Convert the records from the line containing "Every instance of the metal" through the end of the records into a two-column CSV with the header input,output. Give one row per record, with its text under input and its answer under output, and put each field in quotation marks with line breaks replaced by spaces.

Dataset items
>> Start

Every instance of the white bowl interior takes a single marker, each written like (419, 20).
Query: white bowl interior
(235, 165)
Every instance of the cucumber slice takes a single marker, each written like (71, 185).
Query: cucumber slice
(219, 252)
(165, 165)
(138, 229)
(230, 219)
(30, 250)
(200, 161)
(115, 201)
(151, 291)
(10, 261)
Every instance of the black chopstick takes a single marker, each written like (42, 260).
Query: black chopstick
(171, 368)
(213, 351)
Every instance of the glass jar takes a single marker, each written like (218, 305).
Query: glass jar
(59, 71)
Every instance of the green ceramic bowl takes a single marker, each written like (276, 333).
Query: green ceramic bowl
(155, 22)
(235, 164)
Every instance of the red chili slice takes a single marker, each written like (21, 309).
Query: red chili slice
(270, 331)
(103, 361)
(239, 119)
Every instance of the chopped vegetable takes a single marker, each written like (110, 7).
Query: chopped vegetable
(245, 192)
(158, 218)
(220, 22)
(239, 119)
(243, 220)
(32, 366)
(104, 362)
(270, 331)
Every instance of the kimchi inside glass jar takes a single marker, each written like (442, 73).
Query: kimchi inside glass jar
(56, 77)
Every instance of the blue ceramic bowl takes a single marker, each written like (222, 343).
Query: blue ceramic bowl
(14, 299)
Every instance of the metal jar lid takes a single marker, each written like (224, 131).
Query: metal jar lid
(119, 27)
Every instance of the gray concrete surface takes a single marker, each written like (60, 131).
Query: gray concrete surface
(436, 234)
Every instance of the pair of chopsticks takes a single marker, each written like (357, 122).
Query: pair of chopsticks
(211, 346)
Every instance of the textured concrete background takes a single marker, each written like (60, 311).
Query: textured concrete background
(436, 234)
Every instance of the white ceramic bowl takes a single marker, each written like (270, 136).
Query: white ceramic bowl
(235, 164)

>> End

→ **WRITTEN SOLUTION**
input,output
"Every instance of the metal jar lid takes a single marker, each written like (224, 131). Query: metal jar lid","(119, 27)"
"Every instance of the gray concrete surface takes a single marker, each written like (60, 131). Query: gray concrete surface","(436, 234)"
"Every instance of the pair of chopsticks takes a single marker, each written like (357, 122). Query: pair of chopsticks","(211, 346)"
"Every instance of the textured concrete background takes a single marker, each written like (60, 311). Query: textured concrete background","(436, 234)"
"Every instance of the white ceramic bowl takes a single marker, each written like (270, 136). Query: white ceramic bowl","(235, 164)"